> [SUPPLIED TEXT]
==================================================

Earlier when I told you how scared I am of losing myself, I meant it. We've all seen the guys grow, I mean they've become a lot if you think about it. As a group coreography has become so much more in synch (no pun intended) and the harmonies have smoothed themselves out. Their style has gone from Gap to Abercrombie to Diesel to Lord knows what designer now. And their fan base has grown upwards with the sturidest of sturdiest foundations. But they haven't lost themselves. I told Matt he had a good head on his shoulders and then he started talking about how he thinks he has a big head...physically. He still has this innocense that makes it worthwhile you know? I know that he hasn't lost himself because we were talking about his hair. He was talking about how long his hair is getting and how he has to cut it this week for the video. But he also said, "I don't really care about my hair, I just want us to do well." It was the first time in a long time that I have heard something so earthy. He also said, "I'd rather us be up on stage with my hair like this and for everyone to say 'man they were awesome' than 'wow they're hott.' you know?" I don't know, DO i know? I've never had sugar pelted at me or anyone screaming my name (unless i was in trouble) or even getting on stage and performng to that extent. But I think ALL of us know just a tad watching Townsend go through the motions what he means. But I was so floored when he said that. I mean it never suprised me that Matt would say something like that, it's in his blood to do so, but to hear something so heartfelt, so meaningful and most of all, so truthful on his part made me realize that there is nothing in this world that could make his head big (in the egotistic sense haha).
I see Todd as well. He's almost 24, some people his age have already started a family and he's out doing a boy band thing. He's constantly in the flashes of camera lights, constantly being asked questions about his personal life, and nothing is sacred anymore. Has he lost himself? No actually, he's still the very demure, caring, funny guy that we all realized was the "funny man" of the group. From the very beginning he would never go too far out of his comfort zone of style, while the other guys paraded in designer clothes, Todd much prefered the most comfortable he couuld find, jeans, a T-shirt, and some tennis shoes. I look at him, and I look at my cousin who's just a few months apart and I see the same sense of wholeness in both. The same sense of "I'm comfortable in my own skin" type of thing. That alone's going to make him the leader in ANY situation.

==================================================

> [GIVEN ENTRIES]
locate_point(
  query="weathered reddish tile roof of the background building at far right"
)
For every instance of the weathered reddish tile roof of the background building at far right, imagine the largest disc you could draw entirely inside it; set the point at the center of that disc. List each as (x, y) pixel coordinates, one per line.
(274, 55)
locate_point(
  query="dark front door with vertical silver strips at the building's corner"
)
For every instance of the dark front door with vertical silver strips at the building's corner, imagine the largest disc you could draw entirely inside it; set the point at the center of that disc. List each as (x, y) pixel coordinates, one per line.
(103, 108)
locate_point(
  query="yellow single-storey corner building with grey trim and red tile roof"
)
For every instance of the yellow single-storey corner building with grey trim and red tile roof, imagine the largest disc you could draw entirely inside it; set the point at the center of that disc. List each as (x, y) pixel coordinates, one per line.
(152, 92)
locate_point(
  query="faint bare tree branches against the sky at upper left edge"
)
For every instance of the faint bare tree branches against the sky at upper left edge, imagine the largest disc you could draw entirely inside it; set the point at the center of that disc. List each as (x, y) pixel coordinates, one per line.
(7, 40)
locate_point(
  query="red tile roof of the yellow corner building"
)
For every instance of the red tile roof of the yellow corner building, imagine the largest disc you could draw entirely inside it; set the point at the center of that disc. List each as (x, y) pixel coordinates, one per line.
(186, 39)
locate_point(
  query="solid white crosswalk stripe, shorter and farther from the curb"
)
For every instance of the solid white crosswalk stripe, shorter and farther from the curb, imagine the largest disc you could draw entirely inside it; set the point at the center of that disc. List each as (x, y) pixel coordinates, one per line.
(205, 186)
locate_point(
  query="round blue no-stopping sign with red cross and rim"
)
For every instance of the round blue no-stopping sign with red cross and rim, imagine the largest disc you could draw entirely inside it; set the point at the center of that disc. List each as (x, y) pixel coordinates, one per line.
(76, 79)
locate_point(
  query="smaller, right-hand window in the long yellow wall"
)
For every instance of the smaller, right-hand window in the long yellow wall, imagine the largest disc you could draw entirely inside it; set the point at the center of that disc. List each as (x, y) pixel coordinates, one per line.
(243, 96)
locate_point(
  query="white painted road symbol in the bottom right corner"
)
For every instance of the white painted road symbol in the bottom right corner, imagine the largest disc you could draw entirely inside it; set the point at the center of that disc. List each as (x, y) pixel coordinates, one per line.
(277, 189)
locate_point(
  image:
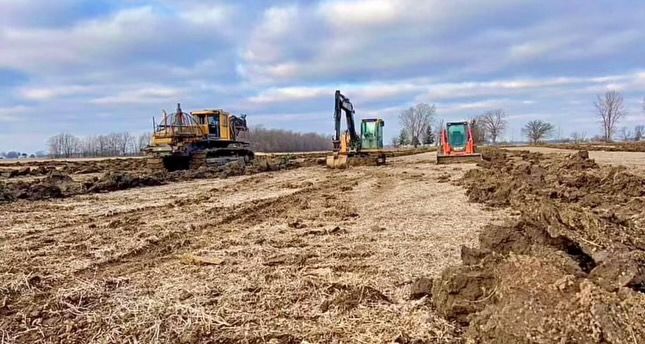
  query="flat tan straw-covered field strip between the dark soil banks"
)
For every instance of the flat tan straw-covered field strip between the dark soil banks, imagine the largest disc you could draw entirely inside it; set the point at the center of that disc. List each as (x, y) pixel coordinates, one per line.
(306, 254)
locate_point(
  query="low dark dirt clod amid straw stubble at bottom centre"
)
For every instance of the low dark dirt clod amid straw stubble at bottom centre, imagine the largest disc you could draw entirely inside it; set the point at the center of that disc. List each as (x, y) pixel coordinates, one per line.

==================================================

Answer these from the post about Matt and Todd:
(a) According to Matt, why does he have to cut his hair this week?
(b) What age is Todd almost?
(c) What clothes did Todd prefer while the other guys wore designer clothes?

> [SOLUTION FOR THIS EXERCISE]
(a) For the video.
(b) 24.
(c) Jeans, a T-shirt, and some tennis shoes.